+++ Data rows +++
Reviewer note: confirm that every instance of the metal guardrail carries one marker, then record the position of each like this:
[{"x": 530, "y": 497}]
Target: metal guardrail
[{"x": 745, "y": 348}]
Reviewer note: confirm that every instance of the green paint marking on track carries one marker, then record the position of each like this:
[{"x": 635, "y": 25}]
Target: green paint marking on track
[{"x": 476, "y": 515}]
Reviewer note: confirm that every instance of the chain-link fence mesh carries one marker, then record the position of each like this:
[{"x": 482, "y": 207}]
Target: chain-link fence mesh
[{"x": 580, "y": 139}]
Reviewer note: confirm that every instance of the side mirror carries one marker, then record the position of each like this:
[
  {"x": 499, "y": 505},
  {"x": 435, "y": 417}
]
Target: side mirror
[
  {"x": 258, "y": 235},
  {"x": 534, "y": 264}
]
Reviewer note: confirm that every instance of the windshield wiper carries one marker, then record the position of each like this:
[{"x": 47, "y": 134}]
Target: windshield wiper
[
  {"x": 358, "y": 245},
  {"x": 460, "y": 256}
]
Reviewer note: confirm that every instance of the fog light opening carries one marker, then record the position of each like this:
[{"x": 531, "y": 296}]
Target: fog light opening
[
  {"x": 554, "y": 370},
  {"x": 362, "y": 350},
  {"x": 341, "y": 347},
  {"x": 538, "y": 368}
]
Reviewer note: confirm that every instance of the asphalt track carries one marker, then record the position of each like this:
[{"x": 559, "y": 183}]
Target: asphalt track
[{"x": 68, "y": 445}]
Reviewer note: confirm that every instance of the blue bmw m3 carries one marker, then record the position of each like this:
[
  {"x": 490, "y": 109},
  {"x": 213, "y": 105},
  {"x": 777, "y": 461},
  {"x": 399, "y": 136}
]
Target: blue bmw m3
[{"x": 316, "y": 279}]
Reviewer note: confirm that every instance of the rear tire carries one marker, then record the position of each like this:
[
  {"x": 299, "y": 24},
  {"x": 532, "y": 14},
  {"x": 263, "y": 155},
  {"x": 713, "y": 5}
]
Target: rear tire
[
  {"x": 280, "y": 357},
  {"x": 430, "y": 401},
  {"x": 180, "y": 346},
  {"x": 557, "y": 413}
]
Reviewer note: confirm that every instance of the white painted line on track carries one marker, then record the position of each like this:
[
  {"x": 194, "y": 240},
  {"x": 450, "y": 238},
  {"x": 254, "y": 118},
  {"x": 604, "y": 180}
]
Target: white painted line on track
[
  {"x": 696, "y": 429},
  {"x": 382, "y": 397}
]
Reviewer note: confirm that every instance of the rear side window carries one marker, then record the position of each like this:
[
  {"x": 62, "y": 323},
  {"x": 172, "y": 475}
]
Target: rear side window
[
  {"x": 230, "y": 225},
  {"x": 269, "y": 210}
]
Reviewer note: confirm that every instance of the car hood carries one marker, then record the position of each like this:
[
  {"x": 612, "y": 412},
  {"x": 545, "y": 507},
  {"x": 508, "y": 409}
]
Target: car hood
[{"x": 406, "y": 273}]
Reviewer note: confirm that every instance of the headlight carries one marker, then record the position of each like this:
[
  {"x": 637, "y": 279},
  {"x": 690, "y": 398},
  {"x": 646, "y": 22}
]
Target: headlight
+++
Copy out the whole listing above, line for line and character for character, without changing anything.

## Response to this task
Reviewer note: confirm that every instance of the metal guardrail carries one marker, then record the position of each like this:
[{"x": 530, "y": 497}]
Target: metal guardrail
[{"x": 745, "y": 348}]
Reviewer note: confirm that every instance of the green paint marking on track carries one marker, then record the position of each like this:
[{"x": 635, "y": 25}]
Target: green paint marking on track
[{"x": 476, "y": 515}]
Reviewer note: confirm that every instance of the chain-link fence mesh carries one marker, then record the position of each like this:
[{"x": 482, "y": 207}]
Target: chain-link fence mesh
[{"x": 580, "y": 139}]
Reviewer note: confirm that every instance of the side mirror carries one marker, then record the position of each like this:
[
  {"x": 499, "y": 505},
  {"x": 435, "y": 417}
]
Target: side mirror
[
  {"x": 258, "y": 235},
  {"x": 534, "y": 264}
]
Reviewer note: confirm that every instance of the windshield wiper carries one marker, then record the position of each like this:
[{"x": 47, "y": 134}]
Target: windshield wiper
[
  {"x": 358, "y": 245},
  {"x": 460, "y": 256}
]
Reviewer note: confirm that every instance of the fog light opening carries one marker, then record the position of each like this:
[{"x": 531, "y": 296}]
Target: fog light opening
[
  {"x": 554, "y": 370},
  {"x": 362, "y": 350},
  {"x": 341, "y": 347},
  {"x": 538, "y": 368}
]
Reviewer note: confirm that every instance of the asphalt track carries one marker, then record the position of each like this:
[{"x": 559, "y": 183}]
Target: asphalt track
[{"x": 68, "y": 445}]
Reviewer note: confirm that every instance of the blue bmw m3 carries one marker, then record the position of each like this:
[
  {"x": 490, "y": 109},
  {"x": 213, "y": 105},
  {"x": 777, "y": 461},
  {"x": 399, "y": 136}
]
Target: blue bmw m3
[{"x": 316, "y": 279}]
Reviewer note: confirm that every instance of the rear tire carries one marker, then record the position of each like this:
[
  {"x": 299, "y": 24},
  {"x": 532, "y": 14},
  {"x": 263, "y": 155},
  {"x": 713, "y": 5}
]
Target: rear tire
[
  {"x": 280, "y": 357},
  {"x": 430, "y": 401},
  {"x": 180, "y": 346},
  {"x": 557, "y": 413}
]
Reviewer note: confirm that every instance of the white painted line on track carries one marker, then record the position of each like this:
[
  {"x": 194, "y": 240},
  {"x": 450, "y": 238},
  {"x": 254, "y": 118},
  {"x": 604, "y": 180}
]
Target: white painted line on track
[
  {"x": 696, "y": 429},
  {"x": 382, "y": 397}
]
Reviewer note: confirm that every instance of the rear side window carries one marker, then record the position of each like this:
[
  {"x": 62, "y": 323},
  {"x": 172, "y": 475}
]
Target: rear side window
[
  {"x": 230, "y": 225},
  {"x": 269, "y": 210}
]
Reviewer note: confirm that every instance of the car hood carries one marker, then record the position of each like this:
[
  {"x": 612, "y": 412},
  {"x": 545, "y": 507},
  {"x": 508, "y": 409}
]
Target: car hood
[{"x": 406, "y": 273}]
Reviewer note: confirm that every instance of the headlight carries one marker, then record the position of each like this:
[
  {"x": 637, "y": 279},
  {"x": 690, "y": 398},
  {"x": 646, "y": 22}
]
Target: headlight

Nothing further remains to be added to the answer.